Required work ->
Repeat all entries below exactly as shown.

Supplied material ->

########################################

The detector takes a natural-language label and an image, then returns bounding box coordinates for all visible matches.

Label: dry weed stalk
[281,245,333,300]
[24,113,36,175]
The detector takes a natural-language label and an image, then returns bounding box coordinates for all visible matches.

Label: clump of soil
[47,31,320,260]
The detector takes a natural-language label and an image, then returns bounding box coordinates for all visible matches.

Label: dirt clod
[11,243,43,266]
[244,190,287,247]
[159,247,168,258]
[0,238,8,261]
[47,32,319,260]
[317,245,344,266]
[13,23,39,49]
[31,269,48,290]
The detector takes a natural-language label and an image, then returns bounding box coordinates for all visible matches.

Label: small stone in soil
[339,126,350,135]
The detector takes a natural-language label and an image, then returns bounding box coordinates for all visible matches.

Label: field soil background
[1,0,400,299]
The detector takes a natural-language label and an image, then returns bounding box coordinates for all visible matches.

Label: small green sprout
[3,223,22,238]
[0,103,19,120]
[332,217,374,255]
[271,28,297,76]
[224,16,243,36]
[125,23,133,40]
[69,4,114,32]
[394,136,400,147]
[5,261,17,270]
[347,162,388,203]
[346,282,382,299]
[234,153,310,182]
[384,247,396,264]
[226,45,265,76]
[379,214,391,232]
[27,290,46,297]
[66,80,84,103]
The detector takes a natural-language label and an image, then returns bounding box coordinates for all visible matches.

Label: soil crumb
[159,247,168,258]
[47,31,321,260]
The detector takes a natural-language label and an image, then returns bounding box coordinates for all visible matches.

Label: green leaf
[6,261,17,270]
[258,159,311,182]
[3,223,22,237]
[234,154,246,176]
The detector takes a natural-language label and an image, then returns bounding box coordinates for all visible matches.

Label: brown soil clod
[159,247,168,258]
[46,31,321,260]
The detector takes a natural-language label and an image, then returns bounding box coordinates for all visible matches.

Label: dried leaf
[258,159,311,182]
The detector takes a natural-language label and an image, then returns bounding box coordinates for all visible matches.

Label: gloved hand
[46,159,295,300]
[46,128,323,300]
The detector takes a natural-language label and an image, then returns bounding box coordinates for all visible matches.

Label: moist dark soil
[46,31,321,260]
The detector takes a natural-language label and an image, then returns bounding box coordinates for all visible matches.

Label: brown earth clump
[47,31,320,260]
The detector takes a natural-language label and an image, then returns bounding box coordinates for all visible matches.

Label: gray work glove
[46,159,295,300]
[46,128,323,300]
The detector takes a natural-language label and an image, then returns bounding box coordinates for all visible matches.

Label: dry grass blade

########################################

Reply ->
The detector takes a natural-language label and an image, then returns bounding box coordinates for all visible matches.

Label: dry weed stalk
[281,245,333,300]
[24,113,36,175]
The detector takes a natural-language label and an image, then returns bounding box coordinates for all visible matches.

Label: clump of soil
[47,31,320,260]
The detector takes a natural-language label and an image, then returns bounding box coordinates for all visible matches.

Label: dirt clod
[11,243,43,266]
[244,190,287,247]
[159,247,168,258]
[0,238,8,261]
[47,32,319,260]
[317,245,344,266]
[13,23,39,49]
[31,269,48,290]
The detector takes a natural-language label and an image, then returns bounding box coordinates for all visible matches.

Label: small stone in soil
[339,126,350,135]
The detector takes a natural-language label and an image, then returns bounding box coordinates for all visible matches.

Label: field soil background
[1,0,400,299]
The detector takes a natural-language label and an image, then returns bounding box coordinates for all visible matches.

Label: small green sprout
[3,223,22,238]
[0,103,19,120]
[332,217,374,255]
[271,28,297,76]
[224,16,243,36]
[125,23,133,40]
[69,4,114,32]
[394,136,400,147]
[5,261,17,270]
[347,162,388,203]
[346,282,382,299]
[234,153,310,182]
[384,247,396,264]
[226,45,265,76]
[379,214,391,232]
[27,290,46,297]
[66,80,84,103]
The detector takes a natural-language label and an image, then returns bounding box coordinates for all visible matches.

Label: soil crumb
[159,247,168,258]
[47,31,321,260]
The detector takes a natural-language label and an image, then returns bounding box coordinates for all visible matches.

Label: green leaf
[6,261,17,270]
[258,159,311,182]
[3,223,22,237]
[234,154,246,176]
The detector takes a natural-language label and an image, then returns bounding box coordinates for all visible matches.

Label: brown soil clod
[159,247,168,258]
[46,31,321,260]
The detector takes a natural-language label and an image, then returns bounding box coordinates for all visible matches.

Label: dried leaf
[258,159,311,182]
The detector takes a natural-language label and an image, then returns bounding box coordinates for all visible matches.

Label: gloved hand
[46,159,295,300]
[46,128,323,300]
The detector takes a natural-language label and an image, then returns bounding box coordinates for all visible matches.

Label: moist dark soil
[46,31,321,260]
The detector takes a natural-language label and an image, then returns bounding box coordinates for all visible matches.

Label: brown earth clump
[47,31,320,260]
The detector takes a natural-language label and an image, then returns bounding box coordinates for all visible matches.

Label: gray work glove
[46,159,295,300]
[46,128,323,300]
The detector takes a natural-language label and an image, then returns bounding box coordinates for all visible matches.

Label: dry grass blade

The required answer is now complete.